» AIM
In the forum post below, what is the only way to get back the ports lost after a network restart?
··· PASSAGE PROVIDED ···
CentOS 7 network restart and Open vSwitch

Hello!
When I setup the OVS with the network-scripts I pasted below, everything works just fine (opennebula adds ports to the switch, removes them, etc.), but if somehow the network script is restarted, all the created ports are removed and we are back to the “bridge with only eth0 port” OVS config.
Looks like the networking-scripts destroy the OVS and recreates, so all the ports created by OpenNebula are lost, the only way to have them back is running “ovs-vsctl add-port” with the old port name.
Did you have that issue? How did you solved it?
Is adding the OVS config to the network scripts the right approach?

Thanks!

=========> ifcfg-br0 <=========
DEVICE=br0
TYPE=OVSBridge
BOOTPROTO=static
IPADDR=xx.xx.xx.xx
NETMASK=255.255.255.0
ONBOOT=yes


=========> ifcfg-eth0 <=========
# added by KwikStart
DEVICE=eth0
BOOTPROTO=none
ONBOOT=yes
PEERDNS=no
NETWORKING_IPV6=no
NOZEROCONF=yes
HWADDR=xx:xx:xx:xx
OVS_BRIDGE=br0
TYPE=OVSPort
DEVICETYPE=ovs
HOTPLUG=no

==================
Open vSwitch Version: 2.3.2
CentOS Linux release 7.2.1511 (Core)
··· GIVEN DATA ···
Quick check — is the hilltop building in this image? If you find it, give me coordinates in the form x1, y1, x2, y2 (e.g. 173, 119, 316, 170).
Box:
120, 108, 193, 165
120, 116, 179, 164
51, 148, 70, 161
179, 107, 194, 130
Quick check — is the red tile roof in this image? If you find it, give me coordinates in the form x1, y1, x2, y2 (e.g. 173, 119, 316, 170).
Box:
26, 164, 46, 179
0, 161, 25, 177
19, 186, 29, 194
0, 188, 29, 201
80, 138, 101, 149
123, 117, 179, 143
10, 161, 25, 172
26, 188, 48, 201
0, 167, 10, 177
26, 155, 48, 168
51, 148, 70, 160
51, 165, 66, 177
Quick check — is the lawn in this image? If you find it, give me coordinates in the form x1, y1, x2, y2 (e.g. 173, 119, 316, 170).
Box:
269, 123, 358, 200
···
» FULL SOLUTION
Running "ovs-vsctl add-port" with the old port name.